> _EXERCISE GOAL_: Only an exact copy of the records, from the line with "Query: red marker" through the last line, is wanted.

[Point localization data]
■ ■ ■ ■ ■

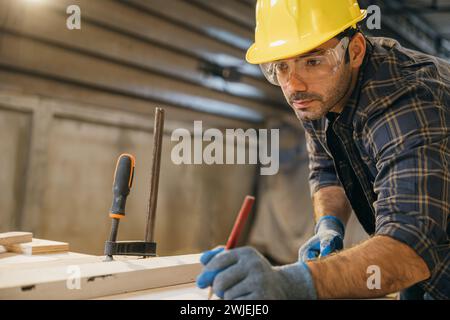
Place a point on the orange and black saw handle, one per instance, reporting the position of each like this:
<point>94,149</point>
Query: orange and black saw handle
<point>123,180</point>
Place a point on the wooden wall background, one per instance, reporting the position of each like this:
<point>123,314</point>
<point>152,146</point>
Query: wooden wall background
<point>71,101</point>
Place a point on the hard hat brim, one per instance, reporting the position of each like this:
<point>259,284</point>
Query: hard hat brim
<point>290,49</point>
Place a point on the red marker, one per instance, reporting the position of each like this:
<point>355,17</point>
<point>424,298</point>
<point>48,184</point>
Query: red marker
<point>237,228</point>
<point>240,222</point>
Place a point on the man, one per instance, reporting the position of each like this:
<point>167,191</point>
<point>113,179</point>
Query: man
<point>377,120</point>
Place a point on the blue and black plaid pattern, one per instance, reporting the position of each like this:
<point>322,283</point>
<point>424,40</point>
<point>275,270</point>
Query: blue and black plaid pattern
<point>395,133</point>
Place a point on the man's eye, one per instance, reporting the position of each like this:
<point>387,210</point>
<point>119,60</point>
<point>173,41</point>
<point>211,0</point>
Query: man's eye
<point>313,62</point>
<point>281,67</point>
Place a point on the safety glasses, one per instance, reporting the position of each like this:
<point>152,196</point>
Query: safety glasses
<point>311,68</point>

■ ■ ■ ■ ■

> _ANSWER SECTION_:
Query: red marker
<point>237,228</point>
<point>240,222</point>
Place a point on the man, one per instance, reporting the position of each like this:
<point>167,191</point>
<point>113,179</point>
Query: man
<point>377,120</point>
Place a point on the blue and black plaid pattern, one per instance, reporting the position of each like this:
<point>322,283</point>
<point>424,40</point>
<point>275,270</point>
Query: blue and black plaid pattern
<point>395,133</point>
Place a point on the man's eye, one per instance, reporting the position of each like this:
<point>387,210</point>
<point>119,60</point>
<point>173,41</point>
<point>211,0</point>
Query: man's eye
<point>313,62</point>
<point>281,67</point>
Place a point on the safety glasses, one per instance, reporting the position of each like this:
<point>152,196</point>
Query: safety glasses
<point>311,68</point>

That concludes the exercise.